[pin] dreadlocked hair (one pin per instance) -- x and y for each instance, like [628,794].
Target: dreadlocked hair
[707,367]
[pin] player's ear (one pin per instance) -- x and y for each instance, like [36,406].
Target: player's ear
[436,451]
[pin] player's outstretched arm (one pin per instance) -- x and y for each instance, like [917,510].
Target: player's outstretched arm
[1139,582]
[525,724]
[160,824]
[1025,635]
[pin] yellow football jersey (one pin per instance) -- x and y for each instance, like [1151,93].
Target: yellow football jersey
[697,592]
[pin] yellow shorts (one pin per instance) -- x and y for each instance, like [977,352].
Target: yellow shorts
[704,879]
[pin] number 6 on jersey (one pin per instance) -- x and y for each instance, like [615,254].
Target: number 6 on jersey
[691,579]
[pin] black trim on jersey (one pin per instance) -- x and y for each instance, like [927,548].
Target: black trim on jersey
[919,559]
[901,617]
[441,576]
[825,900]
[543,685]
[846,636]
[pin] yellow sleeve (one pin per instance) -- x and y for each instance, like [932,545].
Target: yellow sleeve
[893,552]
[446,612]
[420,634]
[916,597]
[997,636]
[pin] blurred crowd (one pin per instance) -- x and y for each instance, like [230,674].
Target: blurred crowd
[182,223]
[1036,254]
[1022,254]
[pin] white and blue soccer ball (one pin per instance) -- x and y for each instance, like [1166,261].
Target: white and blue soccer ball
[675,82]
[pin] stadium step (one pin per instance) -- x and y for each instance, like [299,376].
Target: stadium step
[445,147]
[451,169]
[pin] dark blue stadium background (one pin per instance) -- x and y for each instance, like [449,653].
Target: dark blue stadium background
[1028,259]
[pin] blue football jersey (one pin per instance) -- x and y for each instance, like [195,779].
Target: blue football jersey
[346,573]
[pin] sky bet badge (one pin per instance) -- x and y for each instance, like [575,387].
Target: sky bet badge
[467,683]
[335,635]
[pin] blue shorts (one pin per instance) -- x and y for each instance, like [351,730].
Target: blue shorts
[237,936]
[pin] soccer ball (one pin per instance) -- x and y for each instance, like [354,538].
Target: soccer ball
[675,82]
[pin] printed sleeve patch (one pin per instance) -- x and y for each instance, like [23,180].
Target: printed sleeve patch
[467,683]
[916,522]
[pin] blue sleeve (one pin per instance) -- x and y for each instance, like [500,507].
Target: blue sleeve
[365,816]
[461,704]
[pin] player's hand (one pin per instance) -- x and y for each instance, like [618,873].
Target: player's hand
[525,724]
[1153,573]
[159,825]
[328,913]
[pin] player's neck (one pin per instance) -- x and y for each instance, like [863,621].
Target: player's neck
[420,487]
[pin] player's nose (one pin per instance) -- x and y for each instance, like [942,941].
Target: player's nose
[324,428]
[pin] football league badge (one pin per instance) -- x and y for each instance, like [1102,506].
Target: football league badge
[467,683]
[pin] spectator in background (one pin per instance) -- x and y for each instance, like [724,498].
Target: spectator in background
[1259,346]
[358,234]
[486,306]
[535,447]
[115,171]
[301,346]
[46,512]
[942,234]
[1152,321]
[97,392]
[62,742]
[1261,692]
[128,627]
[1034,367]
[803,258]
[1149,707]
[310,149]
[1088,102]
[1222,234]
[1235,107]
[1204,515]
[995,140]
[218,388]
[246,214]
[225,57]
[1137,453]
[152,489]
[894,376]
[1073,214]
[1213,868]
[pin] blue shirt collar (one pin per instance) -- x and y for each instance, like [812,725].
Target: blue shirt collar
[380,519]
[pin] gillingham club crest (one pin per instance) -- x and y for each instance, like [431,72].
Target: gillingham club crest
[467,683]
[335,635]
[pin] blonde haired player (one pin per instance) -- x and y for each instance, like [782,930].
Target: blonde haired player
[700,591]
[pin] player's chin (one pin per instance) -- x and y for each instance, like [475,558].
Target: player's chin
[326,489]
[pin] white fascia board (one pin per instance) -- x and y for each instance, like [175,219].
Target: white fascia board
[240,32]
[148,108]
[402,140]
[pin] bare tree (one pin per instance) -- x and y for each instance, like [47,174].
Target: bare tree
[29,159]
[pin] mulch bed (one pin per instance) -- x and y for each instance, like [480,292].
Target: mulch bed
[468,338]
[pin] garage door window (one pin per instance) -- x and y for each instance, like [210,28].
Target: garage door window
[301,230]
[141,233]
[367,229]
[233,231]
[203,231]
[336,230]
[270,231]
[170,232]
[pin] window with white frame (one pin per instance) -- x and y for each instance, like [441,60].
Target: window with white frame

# Exercise aim
Could you write out the items again, beginning with the line that contains "[pin] garage door" and continuing through the end of the items, including the requests? Scale every x and y coordinate in the answers by 1.05 and round to whole numbers, with halves rounding up, while leaving the requests and their sample points unchanged.

# Answer to the exercise
[pin] garage door window (one pin per instance) -- x and y for each instance, like [210,28].
Target: garage door window
[316,242]
[148,245]
[385,240]
[245,243]
[213,243]
[353,242]
[284,243]
[179,244]
[pin] window with white frame (one pin per instance) -- x and y for each instance, like [441,60].
Target: window with white frame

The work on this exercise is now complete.